-- SOURCE DOCUMENT follows --

Ireland’s chief medical officer warns of ‘worrying’ trend as Covid-19 cases rise
Some new clusters have been established, including one associated with travel from Iraq.
The number of reported new cases of Covid-19 in Ireland has begun to increase in a “worrying” trend, the chief medical officer warned, which could halt plans for further easing of restrictions.
At least six fresh diagnoses were associated with international travel, the Government’s top health advisers said, as they reiterated warnings against encouraging overseas tourism too soon.
Some new clusters have been established, and one in the north west of the Republic involved travel links with Iraq, said Tony Holohan, the doctor leading the state’s pandemic response.
He said: “We are starting to see a worrying trend, with the number of reported cases increasing, and some new clusters.”
More than 1.1 million cases were reported globally last week.
The Republic had driven down the number of infections but medical experts have warned against non-essential travel and cautioned young people against ignoring lockdown restrictions or thinking coronavirus was defeated.
There were no new deaths reported to the Health Protection Surveillance Centre on Monday.
There have now been 1,735 Covid-19 related deaths.
As of midnight June 28, public health chiefs have been notified of 24 confirmed cases, bringing the total to 25,462.
The chief medical officer has said he is deeply worried at the prospect of greater foreign travel associated with easing restrictions next month.

-- SOURCE DOCUMENT concluded --

◆ **EXERCISE A**:
In the Covid-19 report, what total number of Covid-19 related deaths had there been in Ireland?
◆ **EXERCISE B**:
Rewrite the passage of the Covid-19 report starting at "There were no" and ending at "total to 25,462.", substituting "Sunday" for "Monday".

-- AVAILABLE DATA follows --

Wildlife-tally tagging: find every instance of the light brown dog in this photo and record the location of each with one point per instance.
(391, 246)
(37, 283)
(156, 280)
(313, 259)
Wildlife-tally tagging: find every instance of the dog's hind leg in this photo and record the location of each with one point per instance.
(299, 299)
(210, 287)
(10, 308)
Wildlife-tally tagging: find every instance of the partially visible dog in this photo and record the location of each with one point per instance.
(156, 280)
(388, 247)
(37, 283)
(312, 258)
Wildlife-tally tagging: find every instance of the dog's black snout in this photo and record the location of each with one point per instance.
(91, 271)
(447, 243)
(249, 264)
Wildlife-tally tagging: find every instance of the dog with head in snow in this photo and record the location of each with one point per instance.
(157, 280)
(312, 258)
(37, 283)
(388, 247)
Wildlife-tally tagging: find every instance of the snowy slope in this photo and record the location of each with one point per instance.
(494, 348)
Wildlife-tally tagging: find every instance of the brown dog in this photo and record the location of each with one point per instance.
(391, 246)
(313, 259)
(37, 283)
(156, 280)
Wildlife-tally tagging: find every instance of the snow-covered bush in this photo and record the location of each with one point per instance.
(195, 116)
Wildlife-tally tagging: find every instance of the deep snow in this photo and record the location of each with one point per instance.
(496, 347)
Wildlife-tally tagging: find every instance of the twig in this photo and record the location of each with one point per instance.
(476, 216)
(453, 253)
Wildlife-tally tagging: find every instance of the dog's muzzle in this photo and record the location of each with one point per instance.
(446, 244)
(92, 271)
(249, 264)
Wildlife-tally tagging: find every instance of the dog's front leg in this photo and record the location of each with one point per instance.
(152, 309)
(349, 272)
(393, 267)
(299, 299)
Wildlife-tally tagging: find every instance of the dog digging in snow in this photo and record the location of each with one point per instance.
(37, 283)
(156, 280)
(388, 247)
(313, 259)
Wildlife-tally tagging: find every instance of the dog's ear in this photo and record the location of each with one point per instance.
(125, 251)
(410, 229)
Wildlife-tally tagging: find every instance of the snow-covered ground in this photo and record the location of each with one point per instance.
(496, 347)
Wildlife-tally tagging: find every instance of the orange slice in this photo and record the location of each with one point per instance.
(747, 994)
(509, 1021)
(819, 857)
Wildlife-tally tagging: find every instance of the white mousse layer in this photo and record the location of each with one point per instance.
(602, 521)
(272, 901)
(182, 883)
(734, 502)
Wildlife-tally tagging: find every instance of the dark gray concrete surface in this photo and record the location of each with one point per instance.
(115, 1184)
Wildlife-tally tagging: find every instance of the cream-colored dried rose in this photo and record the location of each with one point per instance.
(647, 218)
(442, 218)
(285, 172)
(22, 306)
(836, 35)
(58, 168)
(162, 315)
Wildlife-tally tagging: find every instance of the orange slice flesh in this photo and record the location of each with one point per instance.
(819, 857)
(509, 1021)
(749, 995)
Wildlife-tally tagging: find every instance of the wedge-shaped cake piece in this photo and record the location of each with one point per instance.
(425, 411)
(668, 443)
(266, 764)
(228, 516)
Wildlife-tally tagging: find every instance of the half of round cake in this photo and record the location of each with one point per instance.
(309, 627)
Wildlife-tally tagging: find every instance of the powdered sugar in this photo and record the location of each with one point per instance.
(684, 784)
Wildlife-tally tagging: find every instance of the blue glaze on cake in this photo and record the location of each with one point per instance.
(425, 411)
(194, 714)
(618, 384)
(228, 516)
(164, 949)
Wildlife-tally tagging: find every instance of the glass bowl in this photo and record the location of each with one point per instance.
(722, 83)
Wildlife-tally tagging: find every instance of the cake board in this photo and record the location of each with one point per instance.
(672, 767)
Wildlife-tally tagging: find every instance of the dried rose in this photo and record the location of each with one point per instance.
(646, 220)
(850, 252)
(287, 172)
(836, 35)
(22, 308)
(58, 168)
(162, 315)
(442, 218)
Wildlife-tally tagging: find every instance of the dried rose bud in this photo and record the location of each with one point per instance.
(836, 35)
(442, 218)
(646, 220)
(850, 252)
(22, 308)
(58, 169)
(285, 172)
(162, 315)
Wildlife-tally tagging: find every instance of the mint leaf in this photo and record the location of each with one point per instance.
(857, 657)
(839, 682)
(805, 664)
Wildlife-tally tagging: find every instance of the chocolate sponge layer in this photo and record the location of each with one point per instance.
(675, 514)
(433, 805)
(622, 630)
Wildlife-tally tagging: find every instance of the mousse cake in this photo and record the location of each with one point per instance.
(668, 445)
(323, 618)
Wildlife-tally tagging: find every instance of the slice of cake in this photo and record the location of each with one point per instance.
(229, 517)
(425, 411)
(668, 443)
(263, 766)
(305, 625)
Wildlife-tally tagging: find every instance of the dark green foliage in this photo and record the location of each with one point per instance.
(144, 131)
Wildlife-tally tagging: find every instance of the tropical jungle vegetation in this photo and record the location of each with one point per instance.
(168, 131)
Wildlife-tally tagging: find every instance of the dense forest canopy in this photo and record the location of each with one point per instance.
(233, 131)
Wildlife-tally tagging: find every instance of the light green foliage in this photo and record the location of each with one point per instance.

-- AVAILABLE DATA concluded --

◆ **EXPECTED ANSWER A**:
1,735

◆ **EXPECTED ANSWER B**:
There were no new deaths reported to the Health Protection Surveillance Centre on Sunday.
There have now been 1,735 Covid-19 related deaths.
As of midnight June 28, public health chiefs have been notified of 24 confirmed cases, bringing the total to 25,462.